◆ Consigne donnée 1:
Recopiez les enregistrements, demandes comprises, depuis leur tout début jusqu'à la ligne contenant "top-left (0, 0), bottom-right (1080, 306)" incluse, en augmentant de 49 chaque coordonnée des réponses, sans toucher à celles des demandes ni des exemples de format. Laissez les images de côté.

◆ Extrait fourni:
+++

La Colline – Théâtre national / texte Sarah Brannens, Karyll Elgrichi, Johanna Korthals Altes et Isabelle Lafon / conception et mise en scène Isabelle Lafon

Publié le 10 mars 2024 - N° 319

Fidèle au Théâtre national de La Colline, où elle a récemment présenté Les Imprudents et Je pars sans moi, Isabelle Lafon y revient avec sa dernière création intitulée Cavalières. Aux côtés de Sarah Brannens, Karyll Elgrichi, Johanna Korthals Altes, la comédienne, autrice et metteuse en scène ouvre une porte sur le quotidien entrelacé de quatre femmes. Une proposition à l’âme vive et tendre qui assume le risque de l’incertitude.

+++

◆ Enregistrements fournis:
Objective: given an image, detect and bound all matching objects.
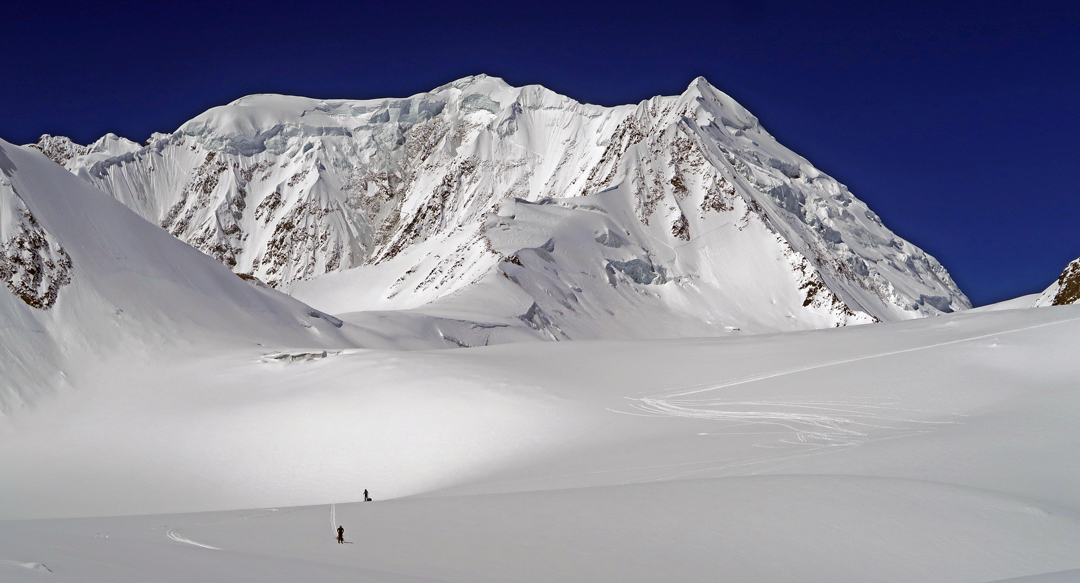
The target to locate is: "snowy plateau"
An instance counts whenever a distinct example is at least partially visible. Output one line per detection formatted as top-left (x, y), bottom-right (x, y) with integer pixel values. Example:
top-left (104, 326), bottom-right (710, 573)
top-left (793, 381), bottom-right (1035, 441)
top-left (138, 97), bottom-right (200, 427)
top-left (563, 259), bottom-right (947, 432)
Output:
top-left (0, 76), bottom-right (1080, 583)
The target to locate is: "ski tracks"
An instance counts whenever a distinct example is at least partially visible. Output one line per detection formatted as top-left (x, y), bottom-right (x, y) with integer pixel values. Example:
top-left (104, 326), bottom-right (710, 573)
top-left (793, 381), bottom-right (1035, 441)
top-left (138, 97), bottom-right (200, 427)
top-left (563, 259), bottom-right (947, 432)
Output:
top-left (165, 528), bottom-right (220, 551)
top-left (608, 318), bottom-right (1080, 448)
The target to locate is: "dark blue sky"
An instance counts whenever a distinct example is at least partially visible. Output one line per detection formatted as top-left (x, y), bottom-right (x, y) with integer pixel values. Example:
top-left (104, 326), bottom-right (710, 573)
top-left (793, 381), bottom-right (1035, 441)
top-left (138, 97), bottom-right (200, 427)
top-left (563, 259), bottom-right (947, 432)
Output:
top-left (0, 0), bottom-right (1080, 306)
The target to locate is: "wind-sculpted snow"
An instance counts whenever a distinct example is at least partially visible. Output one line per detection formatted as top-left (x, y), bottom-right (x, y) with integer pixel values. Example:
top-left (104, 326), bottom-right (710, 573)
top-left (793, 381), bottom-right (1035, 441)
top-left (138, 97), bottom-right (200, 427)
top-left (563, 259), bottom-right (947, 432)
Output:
top-left (46, 76), bottom-right (970, 339)
top-left (0, 136), bottom-right (355, 413)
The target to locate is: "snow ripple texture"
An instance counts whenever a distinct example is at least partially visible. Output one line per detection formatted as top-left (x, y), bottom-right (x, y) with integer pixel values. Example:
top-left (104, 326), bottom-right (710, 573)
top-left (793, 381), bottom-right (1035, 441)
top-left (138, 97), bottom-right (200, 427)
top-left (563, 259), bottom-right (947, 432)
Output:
top-left (36, 76), bottom-right (970, 339)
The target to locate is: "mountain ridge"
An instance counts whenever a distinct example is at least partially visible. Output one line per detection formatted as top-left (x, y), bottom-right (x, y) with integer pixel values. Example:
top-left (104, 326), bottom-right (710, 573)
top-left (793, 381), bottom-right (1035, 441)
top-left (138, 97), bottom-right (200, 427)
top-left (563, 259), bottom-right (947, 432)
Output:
top-left (27, 76), bottom-right (970, 339)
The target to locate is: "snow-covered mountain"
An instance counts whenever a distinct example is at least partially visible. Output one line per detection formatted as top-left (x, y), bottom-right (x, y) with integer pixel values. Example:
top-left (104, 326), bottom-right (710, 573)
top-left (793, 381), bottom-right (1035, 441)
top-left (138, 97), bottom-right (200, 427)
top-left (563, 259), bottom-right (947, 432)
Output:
top-left (1035, 259), bottom-right (1080, 308)
top-left (0, 136), bottom-right (353, 413)
top-left (36, 76), bottom-right (970, 344)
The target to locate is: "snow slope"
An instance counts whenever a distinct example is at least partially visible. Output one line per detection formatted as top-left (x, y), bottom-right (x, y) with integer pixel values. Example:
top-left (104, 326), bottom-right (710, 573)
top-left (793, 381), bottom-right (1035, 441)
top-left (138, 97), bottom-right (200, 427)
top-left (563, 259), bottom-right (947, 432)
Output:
top-left (0, 307), bottom-right (1080, 582)
top-left (1035, 259), bottom-right (1080, 308)
top-left (0, 136), bottom-right (355, 412)
top-left (36, 76), bottom-right (970, 344)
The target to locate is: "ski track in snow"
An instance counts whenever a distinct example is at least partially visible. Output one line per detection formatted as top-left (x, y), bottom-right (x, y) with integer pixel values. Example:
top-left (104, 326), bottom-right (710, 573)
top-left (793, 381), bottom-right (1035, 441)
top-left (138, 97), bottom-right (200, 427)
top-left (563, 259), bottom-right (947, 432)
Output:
top-left (608, 318), bottom-right (1080, 455)
top-left (0, 559), bottom-right (53, 573)
top-left (652, 317), bottom-right (1080, 401)
top-left (165, 529), bottom-right (220, 551)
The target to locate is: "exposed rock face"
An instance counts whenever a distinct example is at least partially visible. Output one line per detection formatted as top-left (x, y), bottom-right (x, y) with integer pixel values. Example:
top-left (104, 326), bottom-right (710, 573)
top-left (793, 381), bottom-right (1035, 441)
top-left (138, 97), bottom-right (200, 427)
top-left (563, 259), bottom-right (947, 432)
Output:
top-left (39, 76), bottom-right (970, 338)
top-left (1035, 259), bottom-right (1080, 307)
top-left (0, 172), bottom-right (73, 310)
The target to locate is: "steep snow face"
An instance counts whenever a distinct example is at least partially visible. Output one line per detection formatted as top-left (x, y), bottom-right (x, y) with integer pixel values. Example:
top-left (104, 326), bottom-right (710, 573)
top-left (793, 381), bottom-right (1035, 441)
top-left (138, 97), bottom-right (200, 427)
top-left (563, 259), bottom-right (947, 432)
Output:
top-left (46, 76), bottom-right (970, 338)
top-left (1035, 259), bottom-right (1080, 308)
top-left (0, 140), bottom-right (353, 413)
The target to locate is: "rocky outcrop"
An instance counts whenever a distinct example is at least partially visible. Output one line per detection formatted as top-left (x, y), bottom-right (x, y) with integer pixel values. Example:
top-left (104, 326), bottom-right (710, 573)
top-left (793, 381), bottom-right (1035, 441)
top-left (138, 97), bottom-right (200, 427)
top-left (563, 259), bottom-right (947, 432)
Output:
top-left (39, 76), bottom-right (970, 337)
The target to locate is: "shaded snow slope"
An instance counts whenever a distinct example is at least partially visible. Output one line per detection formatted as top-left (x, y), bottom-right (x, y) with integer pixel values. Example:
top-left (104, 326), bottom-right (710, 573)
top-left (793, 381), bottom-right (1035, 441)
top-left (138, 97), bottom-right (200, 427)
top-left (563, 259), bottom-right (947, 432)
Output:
top-left (0, 140), bottom-right (353, 412)
top-left (0, 304), bottom-right (1080, 583)
top-left (0, 307), bottom-right (1080, 517)
top-left (0, 476), bottom-right (1080, 583)
top-left (37, 76), bottom-right (970, 343)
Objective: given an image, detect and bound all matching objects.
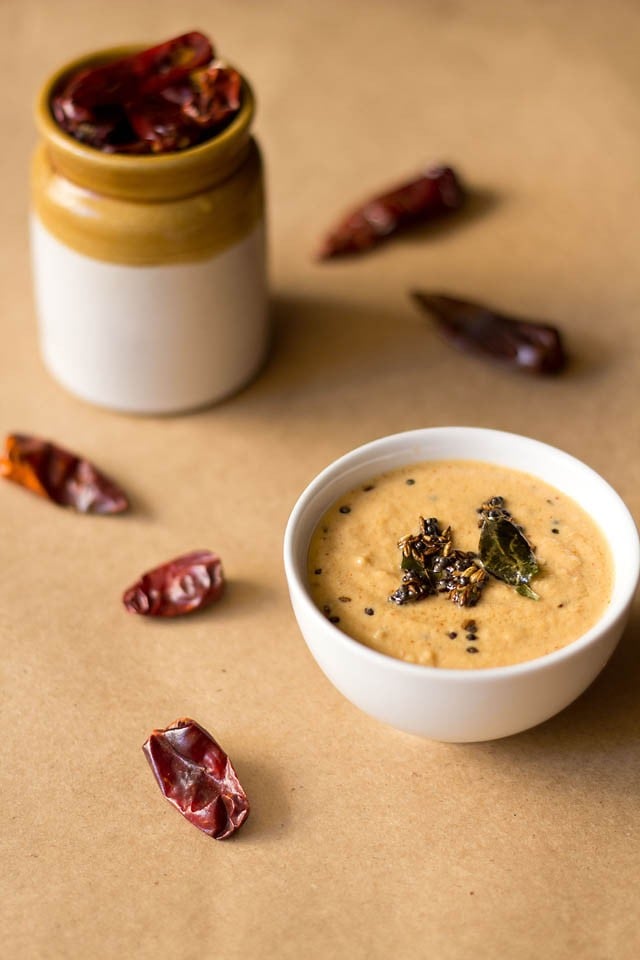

+++

◆ Consigne donnée 2:
Reprenez mot pour mot le passage de l'extrait fourni qui va de "Publié le 10" jusqu'à "risque de l’incertitude." inclus.

◆ Réponse rédigée 1:
Objective: given an image, detect and bound all matching objects.
The target to locate is: "snowy plateau"
An instance counts whenever a distinct example is at least partially visible. Output one line per detection formatted as top-left (x, y), bottom-right (x, y) with integer pixel values. Example:
top-left (104, 326), bottom-right (710, 573)
top-left (793, 381), bottom-right (1035, 441)
top-left (138, 97), bottom-right (200, 427)
top-left (563, 259), bottom-right (947, 432)
Output:
top-left (49, 125), bottom-right (1129, 632)
The target to locate is: "ski tracks"
An instance counts whenever a distinct example is at least partially visible. Output one line per detection formatted as top-left (x, y), bottom-right (x, y) with integer pixel values. Example:
top-left (104, 326), bottom-right (710, 573)
top-left (793, 381), bottom-right (1035, 441)
top-left (138, 97), bottom-right (200, 427)
top-left (563, 259), bottom-right (947, 432)
Output:
top-left (214, 577), bottom-right (269, 600)
top-left (657, 367), bottom-right (1129, 497)
The target to locate is: "dark blue sky"
An instance counts whenever a distinct example is at least partially visible. Output one line per detection formatted as top-left (x, y), bottom-right (x, y) with integer pixel values. Example:
top-left (104, 326), bottom-right (710, 573)
top-left (793, 381), bottom-right (1035, 441)
top-left (138, 97), bottom-right (200, 427)
top-left (563, 259), bottom-right (947, 432)
Output:
top-left (49, 49), bottom-right (1129, 355)

◆ Réponse rédigée 2:
Publié le 10 mars 2024 - N° 319

Fidèle au Théâtre national de La Colline, où elle a récemment présenté Les Imprudents et Je pars sans moi, Isabelle Lafon y revient avec sa dernière création intitulée Cavalières. Aux côtés de Sarah Brannens, Karyll Elgrichi, Johanna Korthals Altes, la comédienne, autrice et metteuse en scène ouvre une porte sur le quotidien entrelacé de quatre femmes. Une proposition à l’âme vive et tendre qui assume le risque de l’incertitude.